# Tu tarea
Reproduce literalmente las filas que van desde la que contiene "Return one point per instance of the cloud" hasta la que contiene "Target: cloud bank on horizon", ambas incluidas.

# Filas proporcionadas
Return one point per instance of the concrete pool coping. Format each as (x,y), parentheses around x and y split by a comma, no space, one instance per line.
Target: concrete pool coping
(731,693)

==

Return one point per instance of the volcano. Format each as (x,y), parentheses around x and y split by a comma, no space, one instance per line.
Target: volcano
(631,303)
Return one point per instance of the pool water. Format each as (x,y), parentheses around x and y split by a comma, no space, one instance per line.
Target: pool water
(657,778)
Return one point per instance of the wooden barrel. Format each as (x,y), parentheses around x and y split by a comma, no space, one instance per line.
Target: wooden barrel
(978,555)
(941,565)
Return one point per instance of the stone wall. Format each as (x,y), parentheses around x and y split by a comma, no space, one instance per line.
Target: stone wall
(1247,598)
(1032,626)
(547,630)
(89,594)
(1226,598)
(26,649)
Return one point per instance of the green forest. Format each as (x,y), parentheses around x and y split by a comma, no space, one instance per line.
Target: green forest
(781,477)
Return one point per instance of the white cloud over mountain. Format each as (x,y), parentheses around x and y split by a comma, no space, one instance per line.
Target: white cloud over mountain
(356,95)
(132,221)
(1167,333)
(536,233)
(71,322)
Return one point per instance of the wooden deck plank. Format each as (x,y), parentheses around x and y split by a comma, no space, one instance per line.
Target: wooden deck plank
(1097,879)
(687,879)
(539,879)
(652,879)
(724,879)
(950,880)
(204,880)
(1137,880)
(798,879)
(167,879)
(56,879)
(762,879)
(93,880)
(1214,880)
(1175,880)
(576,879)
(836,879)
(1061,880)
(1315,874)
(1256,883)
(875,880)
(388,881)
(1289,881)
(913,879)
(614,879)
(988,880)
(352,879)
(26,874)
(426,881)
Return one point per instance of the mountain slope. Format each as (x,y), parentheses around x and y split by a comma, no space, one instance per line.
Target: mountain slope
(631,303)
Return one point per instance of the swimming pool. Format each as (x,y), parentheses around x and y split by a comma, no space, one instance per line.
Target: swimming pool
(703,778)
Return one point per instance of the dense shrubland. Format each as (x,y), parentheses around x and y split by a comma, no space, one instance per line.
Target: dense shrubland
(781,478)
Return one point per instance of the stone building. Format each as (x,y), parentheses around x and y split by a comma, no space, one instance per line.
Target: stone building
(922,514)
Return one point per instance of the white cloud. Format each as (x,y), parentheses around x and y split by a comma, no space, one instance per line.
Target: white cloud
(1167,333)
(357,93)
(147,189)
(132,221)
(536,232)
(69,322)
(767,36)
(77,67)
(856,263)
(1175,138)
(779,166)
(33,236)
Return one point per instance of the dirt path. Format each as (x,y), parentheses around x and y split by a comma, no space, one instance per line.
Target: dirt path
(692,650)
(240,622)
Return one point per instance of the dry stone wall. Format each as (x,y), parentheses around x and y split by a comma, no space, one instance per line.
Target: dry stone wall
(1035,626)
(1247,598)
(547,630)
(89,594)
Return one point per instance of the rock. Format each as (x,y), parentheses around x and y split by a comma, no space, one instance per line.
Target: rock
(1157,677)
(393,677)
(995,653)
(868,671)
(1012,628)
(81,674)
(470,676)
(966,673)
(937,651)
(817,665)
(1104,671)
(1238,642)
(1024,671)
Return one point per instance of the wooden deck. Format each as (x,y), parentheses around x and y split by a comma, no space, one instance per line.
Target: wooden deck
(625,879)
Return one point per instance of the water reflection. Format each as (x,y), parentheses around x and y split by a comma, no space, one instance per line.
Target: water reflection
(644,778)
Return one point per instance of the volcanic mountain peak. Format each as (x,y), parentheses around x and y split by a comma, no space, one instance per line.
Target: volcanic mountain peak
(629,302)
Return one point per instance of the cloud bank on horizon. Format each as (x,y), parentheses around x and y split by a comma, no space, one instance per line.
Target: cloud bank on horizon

# Respuesta
Return one point per instance of the cloud bank on horizon. Format each as (x,y), parentheses around x and y split by a comma, no space, one instance per line.
Target: cloud bank on horizon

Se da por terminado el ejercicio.